Breeding Black Diamond Shrimp (Neocaridina davidi)
How to breed the solid-black Black Diamond morph of Neocaridina davidi: sexing, conditioning, a stable colony tank, berried females and rearing of free-living shrimplets.
Overview
The Black Diamond is a solid deep-black selectively bred line of Neocaridina davidi, the same freshwater species as the Cherry shrimp. Like all Neocaridina, it is a direct-developing shrimp: females carry the eggs to term and release fully formed miniature shrimp, so no separate larval or saltwater stage is needed. Reproduction in a stable colony is straightforward, and the main breeding challenge is preserving the dense black colour through selective pairing.
Sexing
Mature females are larger, rounder in the abdomen and more intensely coloured than males. A maturing female shows a pale ovary mass, the 'saddle', behind the head, formed by developing eggs. Males stay slimmer, smaller and less saturated. In a solid-black line the saddle is harder to spot than in lighter morphs, so judge by the deeper body and broader tail used to hold a clutch.
Conditioning
Keep both sexes together in a mature tank and feed a varied diet of biofilm, algae, blanched vegetables and occasional protein. Aquarium Co-Op notes females are most receptive just after a molt, so steady feeding and stable water encourage molt-triggered mating. Avoid overfeeding, which fouls the water this species depends on.

Region pointing rows:
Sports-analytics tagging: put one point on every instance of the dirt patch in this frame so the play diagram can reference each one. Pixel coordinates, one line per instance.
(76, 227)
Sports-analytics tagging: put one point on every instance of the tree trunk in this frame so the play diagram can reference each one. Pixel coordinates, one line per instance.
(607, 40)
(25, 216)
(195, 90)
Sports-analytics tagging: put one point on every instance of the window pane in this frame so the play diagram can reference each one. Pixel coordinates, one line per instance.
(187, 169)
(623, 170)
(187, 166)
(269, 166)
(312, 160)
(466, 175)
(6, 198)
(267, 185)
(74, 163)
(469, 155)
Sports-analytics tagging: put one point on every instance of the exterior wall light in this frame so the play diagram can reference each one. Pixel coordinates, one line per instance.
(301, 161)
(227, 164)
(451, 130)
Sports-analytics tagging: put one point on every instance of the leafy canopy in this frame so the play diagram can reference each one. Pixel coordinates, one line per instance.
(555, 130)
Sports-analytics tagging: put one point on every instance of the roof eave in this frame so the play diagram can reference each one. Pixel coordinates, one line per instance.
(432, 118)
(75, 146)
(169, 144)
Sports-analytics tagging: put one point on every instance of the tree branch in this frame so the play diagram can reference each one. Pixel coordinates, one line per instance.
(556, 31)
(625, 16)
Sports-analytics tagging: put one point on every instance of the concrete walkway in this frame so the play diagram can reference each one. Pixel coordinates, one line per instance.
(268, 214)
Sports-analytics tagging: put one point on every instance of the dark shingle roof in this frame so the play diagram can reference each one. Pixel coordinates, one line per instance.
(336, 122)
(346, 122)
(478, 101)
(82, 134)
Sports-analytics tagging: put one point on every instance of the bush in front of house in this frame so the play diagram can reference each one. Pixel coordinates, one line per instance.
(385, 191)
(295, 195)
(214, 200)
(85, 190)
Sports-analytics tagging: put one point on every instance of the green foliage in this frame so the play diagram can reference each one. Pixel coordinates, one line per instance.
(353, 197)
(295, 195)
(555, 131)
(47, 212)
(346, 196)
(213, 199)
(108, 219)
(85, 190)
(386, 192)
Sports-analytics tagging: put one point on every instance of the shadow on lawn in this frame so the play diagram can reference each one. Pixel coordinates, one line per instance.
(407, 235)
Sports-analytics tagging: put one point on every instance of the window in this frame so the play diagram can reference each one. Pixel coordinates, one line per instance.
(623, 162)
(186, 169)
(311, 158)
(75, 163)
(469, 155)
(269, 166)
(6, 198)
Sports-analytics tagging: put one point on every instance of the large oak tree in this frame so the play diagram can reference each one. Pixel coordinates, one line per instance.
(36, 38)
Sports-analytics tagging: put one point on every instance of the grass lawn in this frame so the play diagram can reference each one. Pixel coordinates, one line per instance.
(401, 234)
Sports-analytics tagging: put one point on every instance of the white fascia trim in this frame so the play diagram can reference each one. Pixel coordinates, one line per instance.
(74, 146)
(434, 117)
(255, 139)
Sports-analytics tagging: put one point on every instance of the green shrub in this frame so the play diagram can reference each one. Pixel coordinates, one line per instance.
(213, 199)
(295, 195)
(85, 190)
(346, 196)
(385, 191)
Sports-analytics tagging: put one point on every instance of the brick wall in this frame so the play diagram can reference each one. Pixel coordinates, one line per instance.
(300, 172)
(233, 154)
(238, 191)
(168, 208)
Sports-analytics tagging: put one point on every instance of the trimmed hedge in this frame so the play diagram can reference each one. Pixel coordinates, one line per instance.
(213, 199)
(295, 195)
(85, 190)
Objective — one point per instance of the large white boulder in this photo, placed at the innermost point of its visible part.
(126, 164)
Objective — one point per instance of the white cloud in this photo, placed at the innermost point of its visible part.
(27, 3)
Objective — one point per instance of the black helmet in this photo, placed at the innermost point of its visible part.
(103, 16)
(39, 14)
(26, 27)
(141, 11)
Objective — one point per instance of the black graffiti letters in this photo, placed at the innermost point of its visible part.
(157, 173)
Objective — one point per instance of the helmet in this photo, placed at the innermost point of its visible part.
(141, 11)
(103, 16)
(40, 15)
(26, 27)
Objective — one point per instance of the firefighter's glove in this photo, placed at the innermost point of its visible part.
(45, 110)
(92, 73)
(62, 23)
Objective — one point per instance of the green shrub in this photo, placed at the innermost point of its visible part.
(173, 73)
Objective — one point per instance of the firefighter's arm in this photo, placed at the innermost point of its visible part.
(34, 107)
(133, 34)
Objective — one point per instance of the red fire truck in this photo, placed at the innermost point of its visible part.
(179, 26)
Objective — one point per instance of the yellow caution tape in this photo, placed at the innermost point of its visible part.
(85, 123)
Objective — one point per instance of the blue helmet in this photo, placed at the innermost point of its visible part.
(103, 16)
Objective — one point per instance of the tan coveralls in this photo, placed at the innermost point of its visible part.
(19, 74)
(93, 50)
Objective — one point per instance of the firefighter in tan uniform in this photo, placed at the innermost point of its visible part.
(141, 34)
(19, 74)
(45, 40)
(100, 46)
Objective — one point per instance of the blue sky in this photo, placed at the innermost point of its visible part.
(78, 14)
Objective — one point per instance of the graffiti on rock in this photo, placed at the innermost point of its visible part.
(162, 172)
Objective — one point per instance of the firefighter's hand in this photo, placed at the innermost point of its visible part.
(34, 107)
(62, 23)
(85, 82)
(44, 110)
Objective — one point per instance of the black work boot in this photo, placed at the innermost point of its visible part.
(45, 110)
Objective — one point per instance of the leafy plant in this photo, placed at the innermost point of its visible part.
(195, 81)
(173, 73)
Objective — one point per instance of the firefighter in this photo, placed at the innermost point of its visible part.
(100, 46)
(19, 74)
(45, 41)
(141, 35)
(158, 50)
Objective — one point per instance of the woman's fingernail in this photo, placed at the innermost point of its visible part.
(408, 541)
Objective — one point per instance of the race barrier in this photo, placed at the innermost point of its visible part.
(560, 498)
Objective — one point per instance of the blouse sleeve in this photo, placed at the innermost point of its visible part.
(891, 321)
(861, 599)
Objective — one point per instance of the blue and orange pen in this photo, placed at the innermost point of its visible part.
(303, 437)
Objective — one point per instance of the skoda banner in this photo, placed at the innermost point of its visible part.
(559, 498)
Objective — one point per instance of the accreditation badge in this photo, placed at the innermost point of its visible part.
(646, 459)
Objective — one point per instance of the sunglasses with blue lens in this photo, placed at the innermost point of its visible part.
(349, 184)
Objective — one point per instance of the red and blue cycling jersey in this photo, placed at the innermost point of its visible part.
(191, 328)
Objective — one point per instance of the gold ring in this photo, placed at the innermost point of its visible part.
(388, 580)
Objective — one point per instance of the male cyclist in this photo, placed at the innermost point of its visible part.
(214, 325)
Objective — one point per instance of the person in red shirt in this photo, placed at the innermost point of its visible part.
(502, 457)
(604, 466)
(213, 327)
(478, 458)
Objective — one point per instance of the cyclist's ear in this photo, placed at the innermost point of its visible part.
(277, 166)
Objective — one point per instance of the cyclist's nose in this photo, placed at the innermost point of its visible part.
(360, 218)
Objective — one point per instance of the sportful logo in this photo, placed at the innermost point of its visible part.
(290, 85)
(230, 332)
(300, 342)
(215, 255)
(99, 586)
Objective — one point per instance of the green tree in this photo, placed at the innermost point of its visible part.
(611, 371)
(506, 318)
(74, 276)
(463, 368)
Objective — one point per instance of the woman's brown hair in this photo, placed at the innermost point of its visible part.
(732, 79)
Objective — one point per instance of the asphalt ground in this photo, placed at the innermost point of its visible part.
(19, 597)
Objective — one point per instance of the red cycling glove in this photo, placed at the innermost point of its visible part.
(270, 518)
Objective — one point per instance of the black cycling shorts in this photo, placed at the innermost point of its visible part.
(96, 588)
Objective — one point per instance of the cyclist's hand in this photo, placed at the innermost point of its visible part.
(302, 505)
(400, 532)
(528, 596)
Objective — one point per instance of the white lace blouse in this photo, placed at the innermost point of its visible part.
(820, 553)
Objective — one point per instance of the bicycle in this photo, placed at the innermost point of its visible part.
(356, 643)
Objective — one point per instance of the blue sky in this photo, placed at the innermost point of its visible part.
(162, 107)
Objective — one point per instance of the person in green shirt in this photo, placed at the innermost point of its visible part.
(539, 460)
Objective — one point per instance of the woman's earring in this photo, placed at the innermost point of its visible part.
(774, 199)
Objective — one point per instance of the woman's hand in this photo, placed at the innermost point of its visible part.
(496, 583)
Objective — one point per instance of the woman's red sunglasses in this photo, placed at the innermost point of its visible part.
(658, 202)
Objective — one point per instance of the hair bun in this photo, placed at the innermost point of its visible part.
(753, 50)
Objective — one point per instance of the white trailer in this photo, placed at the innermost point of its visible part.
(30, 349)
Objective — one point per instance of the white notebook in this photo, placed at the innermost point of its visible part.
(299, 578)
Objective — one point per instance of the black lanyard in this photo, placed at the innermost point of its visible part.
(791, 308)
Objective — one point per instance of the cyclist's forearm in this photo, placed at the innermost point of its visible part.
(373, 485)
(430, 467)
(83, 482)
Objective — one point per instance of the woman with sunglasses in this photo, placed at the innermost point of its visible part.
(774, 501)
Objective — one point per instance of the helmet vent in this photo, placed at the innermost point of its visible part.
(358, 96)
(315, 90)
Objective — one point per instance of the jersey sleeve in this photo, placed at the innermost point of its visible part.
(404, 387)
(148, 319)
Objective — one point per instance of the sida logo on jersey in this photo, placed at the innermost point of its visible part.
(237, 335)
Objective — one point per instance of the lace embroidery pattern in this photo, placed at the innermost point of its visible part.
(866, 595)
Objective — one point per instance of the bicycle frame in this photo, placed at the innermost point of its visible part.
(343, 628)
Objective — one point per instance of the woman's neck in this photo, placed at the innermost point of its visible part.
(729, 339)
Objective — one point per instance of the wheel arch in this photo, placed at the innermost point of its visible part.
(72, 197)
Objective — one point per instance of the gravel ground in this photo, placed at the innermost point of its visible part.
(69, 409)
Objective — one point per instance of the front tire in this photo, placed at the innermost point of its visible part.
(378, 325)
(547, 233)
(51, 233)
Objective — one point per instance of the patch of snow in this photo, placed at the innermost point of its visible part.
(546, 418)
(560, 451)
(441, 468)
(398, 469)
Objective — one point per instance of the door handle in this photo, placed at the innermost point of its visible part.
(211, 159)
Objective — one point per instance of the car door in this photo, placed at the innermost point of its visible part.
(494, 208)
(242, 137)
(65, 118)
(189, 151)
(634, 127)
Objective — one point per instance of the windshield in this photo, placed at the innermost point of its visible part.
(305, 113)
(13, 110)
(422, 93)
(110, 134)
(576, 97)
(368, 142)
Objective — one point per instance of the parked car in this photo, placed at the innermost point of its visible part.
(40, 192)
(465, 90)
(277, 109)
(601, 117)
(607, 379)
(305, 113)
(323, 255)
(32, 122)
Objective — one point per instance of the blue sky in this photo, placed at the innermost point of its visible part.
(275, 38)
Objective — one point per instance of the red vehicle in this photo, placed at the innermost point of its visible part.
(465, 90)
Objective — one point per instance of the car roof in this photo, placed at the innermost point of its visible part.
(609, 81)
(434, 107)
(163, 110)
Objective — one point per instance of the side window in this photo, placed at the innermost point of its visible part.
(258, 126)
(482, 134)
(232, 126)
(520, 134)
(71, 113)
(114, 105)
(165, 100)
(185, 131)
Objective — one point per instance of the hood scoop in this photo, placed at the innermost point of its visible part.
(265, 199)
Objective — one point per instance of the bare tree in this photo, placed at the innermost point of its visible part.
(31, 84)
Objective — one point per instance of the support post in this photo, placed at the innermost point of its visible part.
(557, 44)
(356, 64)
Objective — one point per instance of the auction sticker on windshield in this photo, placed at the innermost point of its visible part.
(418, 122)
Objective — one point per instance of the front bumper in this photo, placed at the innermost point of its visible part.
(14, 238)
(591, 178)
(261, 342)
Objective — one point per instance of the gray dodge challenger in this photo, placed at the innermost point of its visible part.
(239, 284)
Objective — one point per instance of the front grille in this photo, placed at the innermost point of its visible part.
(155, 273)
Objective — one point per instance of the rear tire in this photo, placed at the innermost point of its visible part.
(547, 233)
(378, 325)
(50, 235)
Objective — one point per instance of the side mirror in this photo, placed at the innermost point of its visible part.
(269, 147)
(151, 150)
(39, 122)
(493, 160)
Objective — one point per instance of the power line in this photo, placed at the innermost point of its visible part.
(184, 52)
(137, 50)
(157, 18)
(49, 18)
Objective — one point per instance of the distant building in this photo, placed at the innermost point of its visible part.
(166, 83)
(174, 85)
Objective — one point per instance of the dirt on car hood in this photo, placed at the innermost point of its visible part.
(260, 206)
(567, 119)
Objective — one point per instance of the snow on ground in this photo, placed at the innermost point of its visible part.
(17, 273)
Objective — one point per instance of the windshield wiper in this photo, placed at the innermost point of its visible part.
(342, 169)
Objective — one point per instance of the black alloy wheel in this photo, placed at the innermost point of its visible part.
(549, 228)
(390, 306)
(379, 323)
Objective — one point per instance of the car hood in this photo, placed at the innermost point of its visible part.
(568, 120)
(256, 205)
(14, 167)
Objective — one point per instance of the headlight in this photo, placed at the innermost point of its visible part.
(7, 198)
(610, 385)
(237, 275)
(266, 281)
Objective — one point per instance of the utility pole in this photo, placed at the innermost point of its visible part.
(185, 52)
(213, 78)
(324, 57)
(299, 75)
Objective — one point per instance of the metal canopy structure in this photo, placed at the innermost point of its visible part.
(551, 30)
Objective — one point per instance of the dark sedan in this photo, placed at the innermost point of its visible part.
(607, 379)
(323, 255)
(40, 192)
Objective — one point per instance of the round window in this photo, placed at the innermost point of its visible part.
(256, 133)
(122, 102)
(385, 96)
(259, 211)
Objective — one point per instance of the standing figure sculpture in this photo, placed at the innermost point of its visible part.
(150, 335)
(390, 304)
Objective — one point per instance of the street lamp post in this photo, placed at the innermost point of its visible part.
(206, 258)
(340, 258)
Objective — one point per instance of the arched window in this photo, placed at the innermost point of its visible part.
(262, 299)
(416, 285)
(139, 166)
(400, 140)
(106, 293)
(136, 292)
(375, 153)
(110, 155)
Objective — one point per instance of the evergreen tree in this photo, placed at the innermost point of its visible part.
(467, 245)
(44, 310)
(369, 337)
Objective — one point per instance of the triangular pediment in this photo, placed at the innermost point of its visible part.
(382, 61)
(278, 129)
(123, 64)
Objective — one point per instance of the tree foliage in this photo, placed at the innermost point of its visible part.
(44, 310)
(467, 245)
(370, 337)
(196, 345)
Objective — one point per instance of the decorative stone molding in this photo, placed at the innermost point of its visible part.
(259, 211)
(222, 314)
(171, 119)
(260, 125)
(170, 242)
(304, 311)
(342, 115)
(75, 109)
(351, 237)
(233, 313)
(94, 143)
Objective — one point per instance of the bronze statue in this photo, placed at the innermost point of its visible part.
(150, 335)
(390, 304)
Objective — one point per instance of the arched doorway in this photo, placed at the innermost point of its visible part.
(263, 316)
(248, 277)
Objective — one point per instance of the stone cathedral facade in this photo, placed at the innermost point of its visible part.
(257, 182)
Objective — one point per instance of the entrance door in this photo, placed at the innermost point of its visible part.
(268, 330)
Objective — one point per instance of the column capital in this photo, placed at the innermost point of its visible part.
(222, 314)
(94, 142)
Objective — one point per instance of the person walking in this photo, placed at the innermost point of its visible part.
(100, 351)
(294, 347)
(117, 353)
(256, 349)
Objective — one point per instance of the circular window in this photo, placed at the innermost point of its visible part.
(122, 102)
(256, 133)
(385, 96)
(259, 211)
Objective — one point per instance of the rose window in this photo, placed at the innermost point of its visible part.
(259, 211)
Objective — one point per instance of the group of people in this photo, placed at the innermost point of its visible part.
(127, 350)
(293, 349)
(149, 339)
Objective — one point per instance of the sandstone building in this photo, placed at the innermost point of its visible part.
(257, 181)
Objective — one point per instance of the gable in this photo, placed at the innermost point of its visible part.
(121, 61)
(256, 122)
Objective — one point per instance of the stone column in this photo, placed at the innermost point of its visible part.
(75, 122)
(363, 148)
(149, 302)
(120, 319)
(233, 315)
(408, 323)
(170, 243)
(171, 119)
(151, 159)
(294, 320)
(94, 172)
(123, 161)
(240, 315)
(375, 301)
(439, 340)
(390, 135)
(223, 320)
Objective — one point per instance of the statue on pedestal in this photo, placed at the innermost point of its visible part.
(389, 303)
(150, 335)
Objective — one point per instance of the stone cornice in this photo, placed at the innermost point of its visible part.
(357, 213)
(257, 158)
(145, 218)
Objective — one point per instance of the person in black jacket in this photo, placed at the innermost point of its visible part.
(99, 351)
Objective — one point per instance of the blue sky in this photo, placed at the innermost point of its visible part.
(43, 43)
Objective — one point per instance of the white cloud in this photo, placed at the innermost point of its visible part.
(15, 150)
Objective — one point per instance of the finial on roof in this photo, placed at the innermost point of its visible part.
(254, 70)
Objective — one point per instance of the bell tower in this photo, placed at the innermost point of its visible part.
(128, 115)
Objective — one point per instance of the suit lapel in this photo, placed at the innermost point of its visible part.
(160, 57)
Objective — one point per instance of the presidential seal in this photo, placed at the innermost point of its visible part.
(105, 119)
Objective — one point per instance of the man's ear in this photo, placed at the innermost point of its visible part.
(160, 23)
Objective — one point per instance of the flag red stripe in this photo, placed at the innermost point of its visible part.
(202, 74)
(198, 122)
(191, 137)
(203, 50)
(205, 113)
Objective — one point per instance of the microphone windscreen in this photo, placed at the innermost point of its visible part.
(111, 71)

## Assignment
Copy the stretch of the Black Diamond shrimp breeding text from "Breeding Black Diamond" through "through selective pairing." word for word. Work only from the text on Black Diamond shrimp breeding.

## Expected answer
Breeding Black Diamond Shrimp (Neocaridina davidi)
How to breed the solid-black Black Diamond morph of Neocaridina davidi: sexing, conditioning, a stable colony tank, berried females and rearing of free-living shrimplets.
Overview
The Black Diamond is a solid deep-black selectively bred line of Neocaridina davidi, the same freshwater species as the Cherry shrimp. Like all Neocaridina, it is a direct-developing shrimp: females carry the eggs to term and release fully formed miniature shrimp, so no separate larval or saltwater stage is needed. Reproduction in a stable colony is straightforward, and the main breeding challenge is preserving the dense black colour through selective pairing.